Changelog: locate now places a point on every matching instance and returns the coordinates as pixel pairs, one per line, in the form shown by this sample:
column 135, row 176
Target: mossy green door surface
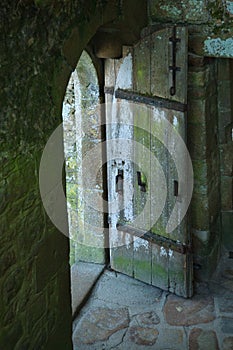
column 146, row 94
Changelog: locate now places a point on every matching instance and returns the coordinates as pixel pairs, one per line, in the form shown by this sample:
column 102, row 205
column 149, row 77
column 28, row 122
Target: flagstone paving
column 123, row 313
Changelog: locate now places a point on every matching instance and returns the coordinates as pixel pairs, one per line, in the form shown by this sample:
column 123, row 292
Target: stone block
column 188, row 11
column 52, row 254
column 227, row 325
column 223, row 69
column 197, row 111
column 200, row 212
column 209, row 259
column 200, row 176
column 197, row 141
column 226, row 156
column 228, row 343
column 90, row 254
column 224, row 95
column 227, row 231
column 10, row 335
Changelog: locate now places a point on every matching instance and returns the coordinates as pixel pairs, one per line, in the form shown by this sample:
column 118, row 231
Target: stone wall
column 203, row 147
column 40, row 45
column 225, row 124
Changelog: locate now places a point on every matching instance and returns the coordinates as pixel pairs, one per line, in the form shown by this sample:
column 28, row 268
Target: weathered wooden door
column 149, row 171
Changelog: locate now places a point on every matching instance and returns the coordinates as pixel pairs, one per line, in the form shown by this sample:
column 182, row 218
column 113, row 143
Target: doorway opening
column 83, row 133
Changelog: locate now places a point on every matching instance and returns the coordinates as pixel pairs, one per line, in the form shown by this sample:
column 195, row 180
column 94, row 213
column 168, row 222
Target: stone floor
column 123, row 313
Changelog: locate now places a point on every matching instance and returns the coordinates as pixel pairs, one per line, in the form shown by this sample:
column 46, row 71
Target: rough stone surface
column 145, row 321
column 228, row 343
column 83, row 277
column 227, row 325
column 143, row 336
column 203, row 340
column 148, row 319
column 99, row 324
column 181, row 312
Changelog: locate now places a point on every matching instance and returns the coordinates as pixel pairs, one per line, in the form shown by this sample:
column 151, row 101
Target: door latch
column 119, row 181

__WHAT YOU SHOULD DO__.
Keep every word of the material exactly as given. Drop the pictures.

__COMPLETED TASK__.
Changelog: locate now places a point on every matching instance and returns the coordinates as pixel pairs, one per line, in the form shown by this sample:
column 135, row 176
Target: mossy green door surface
column 146, row 94
Changelog: locate now places a point on every matching instance and returns the coordinates as pixel pairs, one per line, in the form shown by this sample:
column 102, row 205
column 149, row 77
column 28, row 122
Target: flagstone paving
column 123, row 313
Changelog: locate now places a point on every matching instance and returns the coordinates as pixel pairs, one per line, in the form shown by this sample:
column 123, row 292
Target: stone block
column 188, row 11
column 52, row 254
column 227, row 325
column 223, row 69
column 197, row 111
column 200, row 212
column 209, row 259
column 200, row 176
column 197, row 141
column 226, row 156
column 228, row 343
column 90, row 254
column 224, row 95
column 227, row 231
column 10, row 335
Changelog: locate now places a point on every matching instance and returns the coordinates as pixel pairs, one per line, in the form shown by this sample:
column 118, row 231
Target: stone wall
column 203, row 147
column 40, row 45
column 225, row 124
Changelog: locate now places a point on every matching instance and returns the coordinates as pixel pairs, one per line, in the form shown by this sample:
column 28, row 268
Target: weathered wooden door
column 149, row 171
Changelog: locate now places a point on every matching instance and returns the coordinates as pixel pairs, one per line, in the form shown by this sample:
column 182, row 218
column 113, row 143
Target: doorway opening
column 83, row 133
Changelog: locate now places a point on every matching instance and returns the coordinates as pixel pairs, one per line, in the form shown by this sample:
column 195, row 180
column 94, row 213
column 168, row 222
Target: stone floor
column 123, row 313
Changelog: locate now places a point on every matching instance and returns the coordinates as pixel pairs, one per line, in the form shown by this sample:
column 46, row 71
Target: rough stone surface
column 145, row 321
column 228, row 343
column 83, row 277
column 227, row 325
column 143, row 336
column 203, row 340
column 148, row 319
column 99, row 324
column 181, row 312
Changelog: locate now places a point on every matching instance and returns the coordinates as pixel pairs, one per line, in the form shown by this sample:
column 151, row 101
Target: door latch
column 119, row 181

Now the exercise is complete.